■ Prompt
What is expected is a word-for-word copy of all the entries.

▼

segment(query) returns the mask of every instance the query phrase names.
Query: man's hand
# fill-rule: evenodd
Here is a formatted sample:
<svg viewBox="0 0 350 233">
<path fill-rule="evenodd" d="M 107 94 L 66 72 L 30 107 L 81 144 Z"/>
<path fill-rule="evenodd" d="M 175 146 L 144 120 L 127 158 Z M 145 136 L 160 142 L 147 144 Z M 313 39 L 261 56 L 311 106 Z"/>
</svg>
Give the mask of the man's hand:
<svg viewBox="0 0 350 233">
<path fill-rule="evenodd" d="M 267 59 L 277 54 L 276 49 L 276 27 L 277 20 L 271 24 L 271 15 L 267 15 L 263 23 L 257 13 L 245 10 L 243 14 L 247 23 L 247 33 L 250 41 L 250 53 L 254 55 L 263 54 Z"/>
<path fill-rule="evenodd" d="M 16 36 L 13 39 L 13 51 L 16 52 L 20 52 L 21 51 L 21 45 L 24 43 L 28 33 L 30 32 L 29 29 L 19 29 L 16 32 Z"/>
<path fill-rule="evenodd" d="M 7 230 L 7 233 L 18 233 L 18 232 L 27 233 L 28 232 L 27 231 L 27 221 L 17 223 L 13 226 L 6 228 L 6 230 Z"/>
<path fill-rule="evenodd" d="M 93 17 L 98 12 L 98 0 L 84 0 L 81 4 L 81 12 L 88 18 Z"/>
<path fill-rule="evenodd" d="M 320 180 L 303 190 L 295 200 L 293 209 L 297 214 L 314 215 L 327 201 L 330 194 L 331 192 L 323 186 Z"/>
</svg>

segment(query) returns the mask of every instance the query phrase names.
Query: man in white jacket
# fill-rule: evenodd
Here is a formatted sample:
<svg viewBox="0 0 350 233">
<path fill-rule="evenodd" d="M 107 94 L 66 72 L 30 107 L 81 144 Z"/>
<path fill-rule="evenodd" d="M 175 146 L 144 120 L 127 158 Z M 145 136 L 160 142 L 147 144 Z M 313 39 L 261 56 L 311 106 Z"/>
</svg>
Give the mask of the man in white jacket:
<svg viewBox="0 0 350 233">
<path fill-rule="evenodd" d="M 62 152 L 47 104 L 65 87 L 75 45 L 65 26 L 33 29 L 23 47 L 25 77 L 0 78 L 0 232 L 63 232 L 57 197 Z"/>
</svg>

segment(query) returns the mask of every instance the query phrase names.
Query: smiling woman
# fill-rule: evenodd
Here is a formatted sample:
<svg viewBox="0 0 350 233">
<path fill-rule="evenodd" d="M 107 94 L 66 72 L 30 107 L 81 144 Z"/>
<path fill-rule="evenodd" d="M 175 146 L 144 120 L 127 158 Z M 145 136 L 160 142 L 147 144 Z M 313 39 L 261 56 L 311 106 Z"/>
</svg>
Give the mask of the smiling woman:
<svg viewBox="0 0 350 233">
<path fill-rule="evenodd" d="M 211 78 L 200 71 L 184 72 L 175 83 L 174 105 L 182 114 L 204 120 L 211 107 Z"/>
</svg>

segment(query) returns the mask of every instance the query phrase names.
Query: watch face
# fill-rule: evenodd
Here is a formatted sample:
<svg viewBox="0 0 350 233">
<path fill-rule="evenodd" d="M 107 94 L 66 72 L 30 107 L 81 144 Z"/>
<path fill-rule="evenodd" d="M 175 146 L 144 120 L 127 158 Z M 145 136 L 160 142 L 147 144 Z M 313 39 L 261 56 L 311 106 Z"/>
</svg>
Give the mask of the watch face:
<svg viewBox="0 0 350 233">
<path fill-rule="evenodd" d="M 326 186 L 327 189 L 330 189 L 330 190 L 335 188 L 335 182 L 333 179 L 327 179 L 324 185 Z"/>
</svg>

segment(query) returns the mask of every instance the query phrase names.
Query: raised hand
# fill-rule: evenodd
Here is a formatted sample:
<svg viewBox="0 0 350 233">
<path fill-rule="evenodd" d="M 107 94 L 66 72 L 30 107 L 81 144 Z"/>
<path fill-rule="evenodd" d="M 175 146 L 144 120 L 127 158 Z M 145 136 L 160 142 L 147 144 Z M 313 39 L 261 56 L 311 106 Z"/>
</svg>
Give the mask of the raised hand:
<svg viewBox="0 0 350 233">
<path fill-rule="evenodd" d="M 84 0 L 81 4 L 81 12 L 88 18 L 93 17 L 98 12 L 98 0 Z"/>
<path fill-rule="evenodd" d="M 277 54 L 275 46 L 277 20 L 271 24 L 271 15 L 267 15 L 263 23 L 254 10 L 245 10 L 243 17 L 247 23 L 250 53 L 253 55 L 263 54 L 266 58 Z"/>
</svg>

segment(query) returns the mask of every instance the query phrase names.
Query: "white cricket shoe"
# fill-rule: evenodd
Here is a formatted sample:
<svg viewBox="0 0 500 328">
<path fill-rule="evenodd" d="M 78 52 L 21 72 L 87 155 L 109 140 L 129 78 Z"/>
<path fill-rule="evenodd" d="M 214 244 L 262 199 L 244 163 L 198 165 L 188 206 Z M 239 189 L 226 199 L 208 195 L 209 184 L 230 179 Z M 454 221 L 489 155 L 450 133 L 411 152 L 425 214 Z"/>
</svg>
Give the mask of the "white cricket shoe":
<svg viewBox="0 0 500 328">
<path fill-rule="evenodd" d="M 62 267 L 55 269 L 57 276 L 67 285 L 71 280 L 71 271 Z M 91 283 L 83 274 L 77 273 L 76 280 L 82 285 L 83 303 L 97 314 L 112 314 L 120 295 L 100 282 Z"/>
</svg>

▲

■ Exercise solution
segment(query) returns the mask of every instance the query phrase names.
Query: man's hand
# fill-rule: evenodd
Here is a formatted sample:
<svg viewBox="0 0 350 233">
<path fill-rule="evenodd" d="M 107 94 L 66 72 L 30 107 L 81 144 Z"/>
<path fill-rule="evenodd" d="M 175 146 L 144 120 L 127 158 Z M 145 136 L 160 142 L 147 144 Z M 313 39 L 261 56 L 311 106 Z"/>
</svg>
Give the mask of the man's hand:
<svg viewBox="0 0 350 233">
<path fill-rule="evenodd" d="M 267 59 L 277 54 L 276 49 L 276 27 L 277 20 L 271 24 L 271 15 L 267 15 L 263 23 L 257 13 L 245 10 L 243 14 L 247 23 L 247 33 L 250 41 L 250 53 L 254 55 L 263 54 Z"/>
<path fill-rule="evenodd" d="M 16 36 L 13 39 L 13 51 L 16 52 L 20 52 L 21 51 L 21 45 L 24 43 L 28 33 L 30 32 L 29 29 L 19 29 L 16 32 Z"/>
<path fill-rule="evenodd" d="M 7 230 L 7 233 L 18 233 L 18 232 L 27 233 L 28 232 L 27 231 L 27 221 L 17 223 L 13 226 L 6 228 L 6 230 Z"/>
<path fill-rule="evenodd" d="M 93 17 L 98 12 L 98 0 L 84 0 L 81 4 L 81 12 L 88 18 Z"/>
<path fill-rule="evenodd" d="M 320 180 L 303 190 L 295 200 L 293 209 L 297 214 L 314 215 L 327 201 L 330 194 L 331 192 L 323 186 Z"/>
</svg>

segment(query) returns the mask of every instance the query phrase names.
Query: man in white jacket
# fill-rule: evenodd
Here is a formatted sample:
<svg viewBox="0 0 350 233">
<path fill-rule="evenodd" d="M 107 94 L 66 72 L 30 107 L 81 144 Z"/>
<path fill-rule="evenodd" d="M 175 146 L 144 120 L 127 158 Z M 145 136 L 160 142 L 147 144 Z M 313 39 L 261 56 L 311 106 Z"/>
</svg>
Give the mask of the man in white jacket:
<svg viewBox="0 0 350 233">
<path fill-rule="evenodd" d="M 62 152 L 47 104 L 65 87 L 75 45 L 65 26 L 33 29 L 23 47 L 25 77 L 0 78 L 0 232 L 63 232 L 57 197 Z"/>
</svg>

segment(query) returns the mask of every instance the query phrase names.
Query: smiling woman
# fill-rule: evenodd
Here is a formatted sample:
<svg viewBox="0 0 350 233">
<path fill-rule="evenodd" d="M 107 94 L 66 72 L 30 107 L 81 144 Z"/>
<path fill-rule="evenodd" d="M 175 146 L 144 120 L 127 158 Z M 145 136 L 160 142 L 147 144 Z M 313 39 L 261 56 L 311 106 Z"/>
</svg>
Give the mask of the smiling woman:
<svg viewBox="0 0 350 233">
<path fill-rule="evenodd" d="M 211 78 L 200 71 L 184 72 L 175 83 L 174 105 L 182 114 L 204 120 L 211 107 Z"/>
</svg>

segment(query) returns the mask of every instance the query phrase names.
Query: watch face
# fill-rule: evenodd
Here is a formatted sample:
<svg viewBox="0 0 350 233">
<path fill-rule="evenodd" d="M 107 94 L 66 72 L 30 107 L 81 144 Z"/>
<path fill-rule="evenodd" d="M 175 146 L 144 120 L 127 158 Z M 145 136 L 160 142 L 147 144 Z M 313 39 L 261 56 L 311 106 Z"/>
</svg>
Give the mask of the watch face:
<svg viewBox="0 0 350 233">
<path fill-rule="evenodd" d="M 326 186 L 327 189 L 330 189 L 330 190 L 335 188 L 335 182 L 333 179 L 327 179 L 324 185 Z"/>
</svg>

segment(query) returns the mask of every instance the query phrase names.
Query: raised hand
# fill-rule: evenodd
Here is a formatted sample:
<svg viewBox="0 0 350 233">
<path fill-rule="evenodd" d="M 107 94 L 66 72 L 30 107 L 81 144 Z"/>
<path fill-rule="evenodd" d="M 175 146 L 144 120 L 127 158 Z M 145 136 L 160 142 L 147 144 Z M 313 39 L 261 56 L 311 106 Z"/>
</svg>
Give the mask of the raised hand:
<svg viewBox="0 0 350 233">
<path fill-rule="evenodd" d="M 84 0 L 81 4 L 81 12 L 88 18 L 93 17 L 98 12 L 98 0 Z"/>
<path fill-rule="evenodd" d="M 277 54 L 275 46 L 277 20 L 271 24 L 271 15 L 267 15 L 263 23 L 254 10 L 245 10 L 243 17 L 247 23 L 250 53 L 253 55 L 263 54 L 266 58 Z"/>
</svg>

segment(query) returns the mask of every instance the query phrase names.
Query: "white cricket shoe"
# fill-rule: evenodd
Here is a formatted sample:
<svg viewBox="0 0 500 328">
<path fill-rule="evenodd" d="M 78 52 L 21 72 L 87 155 L 109 140 L 129 78 Z"/>
<path fill-rule="evenodd" d="M 214 244 L 262 199 L 244 163 L 198 165 L 188 206 Z M 239 189 L 226 199 L 208 195 L 209 184 L 230 179 Z M 454 221 L 489 155 L 450 133 L 411 152 L 425 214 Z"/>
</svg>
Give the mask of the "white cricket shoe":
<svg viewBox="0 0 500 328">
<path fill-rule="evenodd" d="M 62 267 L 55 269 L 57 276 L 67 285 L 71 280 L 71 271 Z M 91 283 L 83 274 L 77 273 L 76 280 L 82 285 L 83 303 L 97 314 L 112 314 L 120 295 L 100 282 Z"/>
</svg>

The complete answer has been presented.